• _Work to complete_:
Find each line in the items below that contains the word "butternut", and copy every such line in full.

[Point labeling data based on photos]
....

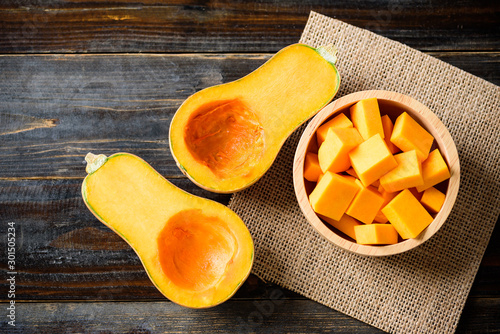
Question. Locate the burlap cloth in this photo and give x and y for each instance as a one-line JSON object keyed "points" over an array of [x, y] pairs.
{"points": [[423, 290]]}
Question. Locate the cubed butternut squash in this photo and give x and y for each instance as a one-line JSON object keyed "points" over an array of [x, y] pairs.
{"points": [[371, 159], [434, 170], [345, 224], [365, 115], [312, 171], [407, 215], [387, 125], [332, 195], [366, 204], [407, 174], [340, 121], [387, 196], [408, 135], [333, 152], [433, 199]]}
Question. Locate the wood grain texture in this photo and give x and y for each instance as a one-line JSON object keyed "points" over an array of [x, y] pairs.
{"points": [[54, 109], [391, 104], [275, 314], [88, 93], [235, 26]]}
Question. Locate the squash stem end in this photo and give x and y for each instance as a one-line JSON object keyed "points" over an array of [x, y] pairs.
{"points": [[94, 162]]}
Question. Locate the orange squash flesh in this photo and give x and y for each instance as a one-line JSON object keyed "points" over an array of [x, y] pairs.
{"points": [[197, 252], [225, 137]]}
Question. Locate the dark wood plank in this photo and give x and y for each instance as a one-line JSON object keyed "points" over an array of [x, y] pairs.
{"points": [[235, 26], [64, 253], [278, 314], [56, 108]]}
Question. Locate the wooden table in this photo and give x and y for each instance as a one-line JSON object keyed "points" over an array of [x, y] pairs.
{"points": [[107, 76]]}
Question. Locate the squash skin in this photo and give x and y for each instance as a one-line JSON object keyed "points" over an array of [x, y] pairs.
{"points": [[280, 103], [141, 233]]}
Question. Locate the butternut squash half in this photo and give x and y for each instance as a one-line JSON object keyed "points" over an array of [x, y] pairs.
{"points": [[225, 137], [197, 252]]}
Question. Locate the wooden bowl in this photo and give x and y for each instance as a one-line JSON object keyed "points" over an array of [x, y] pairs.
{"points": [[392, 104]]}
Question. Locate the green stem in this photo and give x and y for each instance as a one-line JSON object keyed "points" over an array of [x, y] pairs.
{"points": [[329, 52], [94, 162]]}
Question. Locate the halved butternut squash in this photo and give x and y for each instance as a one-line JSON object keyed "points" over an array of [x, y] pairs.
{"points": [[197, 252], [225, 137]]}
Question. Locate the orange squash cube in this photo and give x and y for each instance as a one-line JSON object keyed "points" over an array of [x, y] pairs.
{"points": [[407, 215], [408, 135], [387, 196], [365, 115], [372, 159], [352, 172], [434, 170], [407, 174], [376, 234], [332, 195], [333, 153], [312, 171], [366, 204], [338, 122], [433, 199], [415, 193], [388, 126], [345, 224]]}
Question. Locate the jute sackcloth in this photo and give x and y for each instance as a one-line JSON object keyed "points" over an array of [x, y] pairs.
{"points": [[420, 291]]}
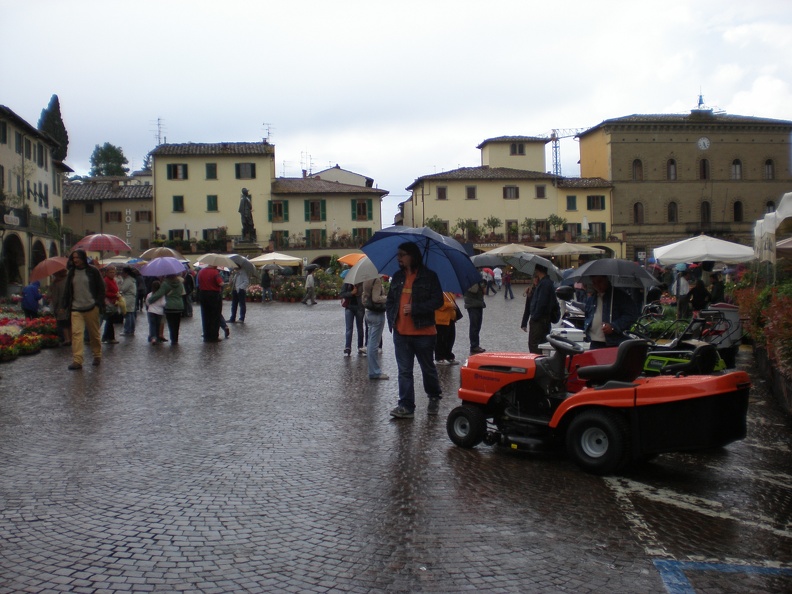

....

• _Expected output_:
Question. Locate the cubed butternut squash in this photo and give x and y for each instance as a one-line JSON object keyed "points" over an array of [x, y] pairs.
Question. Locate the butternut squash half in this photo and give x and y for each instance as a one-line JSON object keyed "points" over an array of [x, y] pairs.
Question. Locate the halved butternut squash in this photo and give x and y for each instance as a one-line JSON object keyed "points" over an array of [x, y] pairs.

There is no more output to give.